_Aim_.
Repeat every record below exactly, omitting any pictures.

● ● ●

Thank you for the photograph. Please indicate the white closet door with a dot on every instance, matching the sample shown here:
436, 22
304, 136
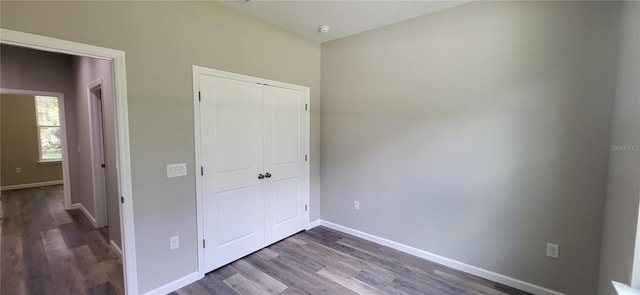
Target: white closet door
232, 156
286, 191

● ● ●

_Complete output_.
Thank you for the photograph. Please indicate the white closet door with a dot on every instance, matching the sample shown here:
436, 22
304, 136
Target: white closet door
232, 156
286, 191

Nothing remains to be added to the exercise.